Natural-language object grounding data:
• • • •
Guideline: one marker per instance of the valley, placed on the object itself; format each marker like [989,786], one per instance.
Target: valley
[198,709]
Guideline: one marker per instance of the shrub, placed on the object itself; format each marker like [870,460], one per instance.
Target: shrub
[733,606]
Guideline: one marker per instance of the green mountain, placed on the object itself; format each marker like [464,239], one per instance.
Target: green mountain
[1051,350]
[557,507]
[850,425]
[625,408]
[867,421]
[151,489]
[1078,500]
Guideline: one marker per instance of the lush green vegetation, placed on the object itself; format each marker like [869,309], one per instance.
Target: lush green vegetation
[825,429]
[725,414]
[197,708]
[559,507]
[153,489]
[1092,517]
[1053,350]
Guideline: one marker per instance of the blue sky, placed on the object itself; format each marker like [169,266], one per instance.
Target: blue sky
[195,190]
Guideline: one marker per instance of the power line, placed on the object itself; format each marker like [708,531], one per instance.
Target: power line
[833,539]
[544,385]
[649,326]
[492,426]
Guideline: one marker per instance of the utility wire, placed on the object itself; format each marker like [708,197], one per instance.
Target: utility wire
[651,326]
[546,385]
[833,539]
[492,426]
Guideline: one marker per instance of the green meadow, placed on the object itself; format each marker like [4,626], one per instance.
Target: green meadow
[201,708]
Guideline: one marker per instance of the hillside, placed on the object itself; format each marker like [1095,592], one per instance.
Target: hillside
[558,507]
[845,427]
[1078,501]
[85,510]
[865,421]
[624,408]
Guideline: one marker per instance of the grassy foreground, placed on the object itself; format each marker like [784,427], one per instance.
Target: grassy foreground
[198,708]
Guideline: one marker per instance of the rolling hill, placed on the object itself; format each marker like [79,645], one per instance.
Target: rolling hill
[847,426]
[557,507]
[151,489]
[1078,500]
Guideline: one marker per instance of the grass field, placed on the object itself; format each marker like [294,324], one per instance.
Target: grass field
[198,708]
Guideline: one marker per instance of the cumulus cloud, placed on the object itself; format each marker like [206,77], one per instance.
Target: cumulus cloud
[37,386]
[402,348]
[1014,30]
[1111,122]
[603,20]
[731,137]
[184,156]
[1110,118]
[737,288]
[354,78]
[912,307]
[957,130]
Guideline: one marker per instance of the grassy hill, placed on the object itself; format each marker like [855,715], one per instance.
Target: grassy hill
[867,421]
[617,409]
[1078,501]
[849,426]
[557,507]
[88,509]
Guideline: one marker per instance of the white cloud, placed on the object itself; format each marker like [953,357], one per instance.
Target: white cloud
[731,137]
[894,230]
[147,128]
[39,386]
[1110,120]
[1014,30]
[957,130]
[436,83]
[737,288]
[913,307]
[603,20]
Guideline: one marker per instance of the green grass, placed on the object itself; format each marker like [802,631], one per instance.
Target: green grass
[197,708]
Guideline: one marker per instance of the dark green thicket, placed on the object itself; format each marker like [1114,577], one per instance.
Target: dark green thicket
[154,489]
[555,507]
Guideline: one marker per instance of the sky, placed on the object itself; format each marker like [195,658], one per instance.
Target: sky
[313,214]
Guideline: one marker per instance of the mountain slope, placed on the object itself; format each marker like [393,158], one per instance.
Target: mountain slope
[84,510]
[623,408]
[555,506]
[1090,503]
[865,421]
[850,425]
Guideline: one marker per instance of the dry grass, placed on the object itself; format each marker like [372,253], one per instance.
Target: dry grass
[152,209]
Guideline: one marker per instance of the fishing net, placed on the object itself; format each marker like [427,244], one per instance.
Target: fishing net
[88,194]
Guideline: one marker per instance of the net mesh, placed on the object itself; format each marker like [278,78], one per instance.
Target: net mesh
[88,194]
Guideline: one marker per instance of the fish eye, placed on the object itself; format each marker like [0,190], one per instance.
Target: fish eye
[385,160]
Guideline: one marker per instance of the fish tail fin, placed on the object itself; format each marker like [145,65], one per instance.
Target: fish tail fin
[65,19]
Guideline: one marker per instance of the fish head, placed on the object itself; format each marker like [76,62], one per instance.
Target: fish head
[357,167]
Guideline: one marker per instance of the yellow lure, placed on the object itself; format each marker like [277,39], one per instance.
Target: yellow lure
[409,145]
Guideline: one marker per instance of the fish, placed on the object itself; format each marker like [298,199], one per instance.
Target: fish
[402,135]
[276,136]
• • • •
### Your instructions
Lines from the one with "Guideline: one marker per instance of the net" through the last line above must be printed exactly; no other line is to appear.

### Exercise response
Guideline: one marker per instance of the net mesh, placed on the object itself; format each marker like [278,78], one per instance.
Target: net mesh
[88,194]
Guideline: one marker per instance of the fish eye, placed on the object itself; format each marker like [0,190], one per instance.
Target: fish eye
[385,160]
Guideline: one marker per instance of the fish tail fin, placed on the object itself; format each marker like [145,65], one per instance.
Target: fish tail fin
[65,19]
Guideline: one marker per instance of the fish head, placed on the object itself; format each marker like [76,62], one per instance.
Target: fish head
[357,167]
Guideline: one marker per instance of the yellow lure, placed on the object itself; format each marker like [277,39], one per instance.
Target: yellow lure
[409,145]
Guideline: one marker per instance of the fish, placed on the object itself; format each marker like [298,199], one per instance.
Target: fish
[402,135]
[276,136]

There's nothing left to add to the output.